§ Tasks:
**1.** Answer these questions using the article on Carl Elliott.
(a) Where will Elliott deliver the second annual Cathy Shine Lecture?
(b) By what date does federal health care reform legislation require drug companies to disclose payments to doctors?
(c) In which publication's 2010 article did Elliott question the University of Minnesota's decision-making?
**2.** Translate this sentence from the article on Carl Elliott into Spanish: "The noontime talk is free and open to the public."
**3.** Extend the article on Carl Elliott by continuing it after its final sentence.

§ Text provided:
A Conversation with Carl Elliott: Shine Lecturer Hopes to Shed Light on Dark Side of Drug Trials.
Elliott, a professor of bioethics, is among a nationwide corps of physicians who have publicly questioned the ties between medicine and industry
Drug testing in clinical trials has always involved a kind of “moral trade-off” in which subjects are asked to take risks for the greater good.
But in an age when consumerism has infiltrated medicine, regulatory protections for the so-called “guinea pigs” who volunteer for trials are flimsy, at best, with inadequate accounting of the deaths and injuries that befall test subjects.
So says Dr. Carl Elliott, a physician, author and professor at the Center for Bioethics at the University of Minnesota, who will deliver the second annual Cathy Shine Lecture on Thursday, March 8, at the BU School of Public Health. His talk, “The Dark Side of Research: Exploitation in Clinical Trials,” will draw from his controversial book, White Coat, Black Hat: Adventures on the Dark Side of Medicine. The noontime talk is free and open to the public.
“Many of these trials — especially Phase I clinical trials, which are early-stage studies done primarily to determine whether a drug is safe — exploit impoverished, vulnerable people, especially the mentally ill,” Elliott said. “Few people realize how little oversight the federal government provides for the protection of subjects in privately sponsored studies.”
Elliott has written and lectured extensively on the influence of the pharmaceutical industry in medicine, at a time when industry ties to physicians are facing increasing scrutiny. Federal health care reform legislation calls for drug companies to disclose all payments to doctors for consulting, speaking, gifts and meals by September 2013. Research funded by Big Pharma has drawn increasing criticism.
Elliott is among a nationwide corps of physicians who have publicly questioned the ties between medicine and industry, which he believes will take years to sever.
He has taken on a range of drug companies and universities in making his case against industry manipulation of clinical trials — including his own employer, the University of Minnesota, which participated in a controversial drug trial during which a 26-year-old man committed suicide. Although the university was exonerated in the case, Elliott publicly questioned its decision-making in a 2010 Mother Jones article and again in White Coat, Black Hat, published the same year.

§ Saved data entries:

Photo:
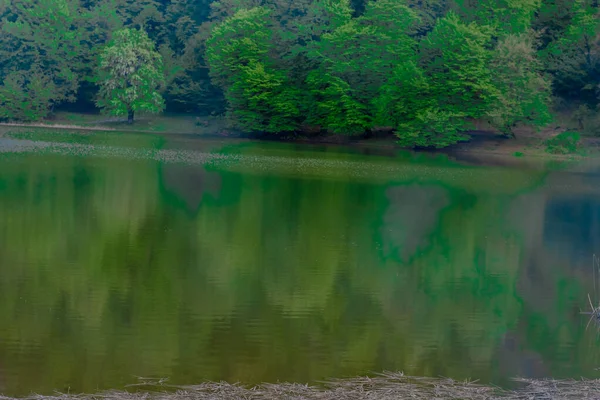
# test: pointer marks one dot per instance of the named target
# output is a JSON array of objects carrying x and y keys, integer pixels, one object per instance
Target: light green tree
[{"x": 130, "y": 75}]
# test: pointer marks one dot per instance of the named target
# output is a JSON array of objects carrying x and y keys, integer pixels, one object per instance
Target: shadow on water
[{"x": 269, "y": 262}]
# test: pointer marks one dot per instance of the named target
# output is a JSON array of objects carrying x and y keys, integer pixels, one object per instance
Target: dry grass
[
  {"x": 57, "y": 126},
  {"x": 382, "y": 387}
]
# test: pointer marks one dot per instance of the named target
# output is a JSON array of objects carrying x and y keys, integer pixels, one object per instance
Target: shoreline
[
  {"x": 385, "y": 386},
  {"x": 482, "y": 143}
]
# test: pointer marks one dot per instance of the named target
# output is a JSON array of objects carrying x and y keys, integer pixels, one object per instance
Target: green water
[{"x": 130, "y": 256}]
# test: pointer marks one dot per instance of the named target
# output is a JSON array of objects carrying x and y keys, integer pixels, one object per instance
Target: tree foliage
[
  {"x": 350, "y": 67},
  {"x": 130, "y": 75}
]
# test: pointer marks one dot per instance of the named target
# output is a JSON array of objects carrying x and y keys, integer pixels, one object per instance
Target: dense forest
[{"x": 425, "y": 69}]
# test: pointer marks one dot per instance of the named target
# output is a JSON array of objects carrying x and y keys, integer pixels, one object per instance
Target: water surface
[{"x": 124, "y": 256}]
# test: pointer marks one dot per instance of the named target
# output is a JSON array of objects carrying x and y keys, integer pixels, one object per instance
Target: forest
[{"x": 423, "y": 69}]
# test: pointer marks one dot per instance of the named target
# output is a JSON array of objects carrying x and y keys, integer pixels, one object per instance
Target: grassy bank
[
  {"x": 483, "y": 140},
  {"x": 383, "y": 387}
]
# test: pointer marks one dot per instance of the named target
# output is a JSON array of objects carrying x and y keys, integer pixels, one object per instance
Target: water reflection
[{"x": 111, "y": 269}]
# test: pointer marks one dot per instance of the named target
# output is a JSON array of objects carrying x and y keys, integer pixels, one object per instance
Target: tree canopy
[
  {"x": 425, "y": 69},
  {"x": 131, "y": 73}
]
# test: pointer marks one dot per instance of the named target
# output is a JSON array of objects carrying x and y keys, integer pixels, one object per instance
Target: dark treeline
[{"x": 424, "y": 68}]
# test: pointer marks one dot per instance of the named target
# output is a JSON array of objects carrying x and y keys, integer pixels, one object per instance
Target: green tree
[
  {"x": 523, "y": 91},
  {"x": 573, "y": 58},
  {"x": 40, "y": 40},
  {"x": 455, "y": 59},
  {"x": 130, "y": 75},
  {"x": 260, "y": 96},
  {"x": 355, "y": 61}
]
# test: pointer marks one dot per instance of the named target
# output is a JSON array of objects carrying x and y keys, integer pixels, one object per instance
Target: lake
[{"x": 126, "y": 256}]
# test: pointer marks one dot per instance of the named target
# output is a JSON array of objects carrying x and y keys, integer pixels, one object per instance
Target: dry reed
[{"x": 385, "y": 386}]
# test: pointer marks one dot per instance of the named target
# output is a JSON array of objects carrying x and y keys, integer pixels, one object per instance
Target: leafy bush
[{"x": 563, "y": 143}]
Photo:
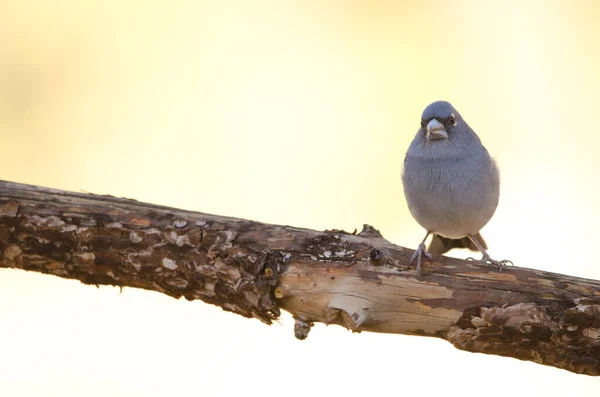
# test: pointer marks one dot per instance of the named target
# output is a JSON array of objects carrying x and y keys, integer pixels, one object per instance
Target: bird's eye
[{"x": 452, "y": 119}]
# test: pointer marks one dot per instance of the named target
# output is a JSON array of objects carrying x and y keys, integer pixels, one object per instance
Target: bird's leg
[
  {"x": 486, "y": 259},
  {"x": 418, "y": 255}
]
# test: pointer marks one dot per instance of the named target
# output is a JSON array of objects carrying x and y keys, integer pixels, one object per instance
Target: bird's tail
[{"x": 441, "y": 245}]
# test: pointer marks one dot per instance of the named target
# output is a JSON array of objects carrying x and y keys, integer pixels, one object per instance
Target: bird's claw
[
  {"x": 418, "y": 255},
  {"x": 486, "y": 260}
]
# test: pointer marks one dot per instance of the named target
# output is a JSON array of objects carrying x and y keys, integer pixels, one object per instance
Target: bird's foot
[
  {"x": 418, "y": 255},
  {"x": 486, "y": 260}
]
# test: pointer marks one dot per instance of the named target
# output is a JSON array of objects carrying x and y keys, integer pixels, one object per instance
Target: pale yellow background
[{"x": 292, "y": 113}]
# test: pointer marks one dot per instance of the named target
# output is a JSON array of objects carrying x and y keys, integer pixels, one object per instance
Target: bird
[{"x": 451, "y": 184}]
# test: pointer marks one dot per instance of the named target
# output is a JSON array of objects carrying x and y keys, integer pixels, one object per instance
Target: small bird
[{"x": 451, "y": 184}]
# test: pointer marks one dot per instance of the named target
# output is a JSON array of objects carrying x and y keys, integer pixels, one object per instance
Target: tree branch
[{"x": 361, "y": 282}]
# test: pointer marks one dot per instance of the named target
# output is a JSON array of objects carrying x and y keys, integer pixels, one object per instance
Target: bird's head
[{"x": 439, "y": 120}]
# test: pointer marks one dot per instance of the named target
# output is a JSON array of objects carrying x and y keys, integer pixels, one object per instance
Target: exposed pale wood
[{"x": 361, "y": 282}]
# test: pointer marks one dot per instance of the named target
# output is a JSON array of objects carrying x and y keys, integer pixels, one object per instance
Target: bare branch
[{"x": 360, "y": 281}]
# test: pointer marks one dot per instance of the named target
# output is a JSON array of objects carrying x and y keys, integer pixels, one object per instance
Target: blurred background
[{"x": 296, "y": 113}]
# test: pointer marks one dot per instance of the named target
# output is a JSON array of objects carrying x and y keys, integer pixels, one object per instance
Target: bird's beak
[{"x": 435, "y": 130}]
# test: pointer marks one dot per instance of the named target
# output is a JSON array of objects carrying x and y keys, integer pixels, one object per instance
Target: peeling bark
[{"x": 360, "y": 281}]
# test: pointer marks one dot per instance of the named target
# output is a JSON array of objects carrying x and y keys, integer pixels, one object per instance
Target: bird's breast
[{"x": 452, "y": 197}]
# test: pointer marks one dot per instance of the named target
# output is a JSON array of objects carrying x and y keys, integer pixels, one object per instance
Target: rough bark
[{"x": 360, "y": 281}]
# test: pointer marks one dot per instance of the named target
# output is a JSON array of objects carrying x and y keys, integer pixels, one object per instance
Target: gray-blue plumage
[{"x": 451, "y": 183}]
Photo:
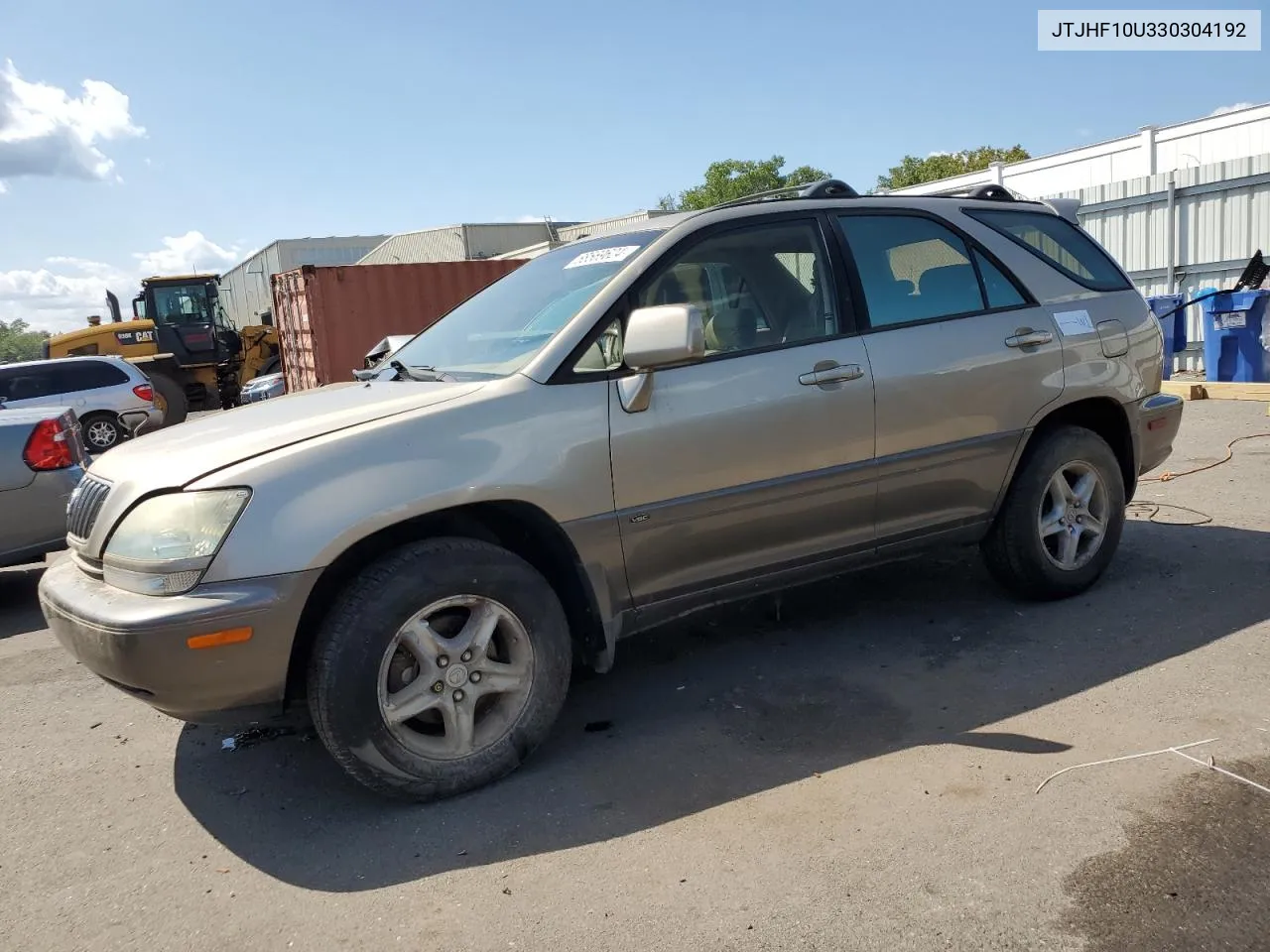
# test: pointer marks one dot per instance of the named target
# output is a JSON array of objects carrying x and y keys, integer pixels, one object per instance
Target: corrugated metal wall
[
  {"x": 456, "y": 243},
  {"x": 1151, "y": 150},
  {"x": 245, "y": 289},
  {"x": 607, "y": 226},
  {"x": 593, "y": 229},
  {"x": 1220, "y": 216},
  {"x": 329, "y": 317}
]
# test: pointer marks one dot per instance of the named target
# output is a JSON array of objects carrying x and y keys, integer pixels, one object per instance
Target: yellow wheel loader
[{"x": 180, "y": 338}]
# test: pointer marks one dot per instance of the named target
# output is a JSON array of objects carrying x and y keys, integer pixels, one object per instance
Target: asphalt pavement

§ Responses for each task:
**1.**
(a) At the BU School of Public Health
(b) September 2013
(c) Mother Jones

**2.** La charla de mediodía es gratuita y está abierta al público.

**3.**
Elliott has authored or edited seven books, including A Philosophical Disease: Bioethics, Culture and Identity (1999), and Better than Well: American Medicine Meets the American Dream (2003). Just within the past few weeks, Elliott has again come under fire for calling out what he sees as unethical conduct in the medical industry, a firestorm that may have lasting implications for patients, journalists and whistleblowers uneasy with what they’ve seen on the inside of the industry.
Elliott talked about some of his qualms and conclusions:
Q: You write about a lack of oversight of clinical trials and the vulnerability of the “guinea pigs” who are paid to participate in drug trials. What’s the main problem with the way the drug-testing system works?
A: The main problem is the profit motive. Drug research has become an almost completely commercial enterprise. It’s funded by the drug industry; it’s managed by CROs (contract research organizations); it’s carried out in for-profit testing sites. It’s done by doctors in private practice, and it’s approved by commercial ethics boards — each of which operates as a private, commercial, for-profit enterprise. Yet it is not regulated as a commercial enterprise, so there are abuses.
Q: What should a patient know before agreeing to participate in a clinical trial?
A: Way too many things to be listed here. One thing that patients ought to know, but are never told, is how much money the investigator is getting for the trial — especially how much money per research subject.
Q: You used the image of doctors in “black hats” for your book. Did the pharmaceutical companies put those hats on physicians, or were there other culprits involved?
A: I think a lot of physicians were eagerly shopping for the black hats themselves.
Q: In just the last few years, 12 drug companies have either voluntarily or involuntarily started to publicly disclose payments to physicians — everything from meals to speaking fees. Do you think public disclosure will make a difference one way or another?
A: Initially, I was skeptical, because in academic medicine, working for Pharma is often seen as a mark of pride, not shame. But I am changing my mind. One great thing that has come from the “Dollars for Docs” database that the news organization ProPublica compiled — which lists payments to physicians — is to make it much easier for investigative reporters to look into possible cases of corruption. So disclosure is a good step.
Q: Would banning all industry gifts to doctors make for better medicine, in your view?
A: Yes, because it would put us all a step closer to a situation where a doctor’s decisions are based on scientific evidence and sound clinical judgment, not industry spin.
The Cathy Shine Lecture, sponsored by the Department of Health Law, Bioethics & Human Rights at SPH, is endowed by the family of the late Cathy Shine, who died in 1992 from a severe asthma attack and was a strong advocate for human rights. The gift recognizes the scholarly work of Department Chair George Annas, who wrote about the Shine case in 1999 in arguing for the importance of respecting patients’ rights. The lecture will be held from 12-1 p.m. in Room L-110 of the School of Medicine instructional building, 72 East Concord St. A reception will follow.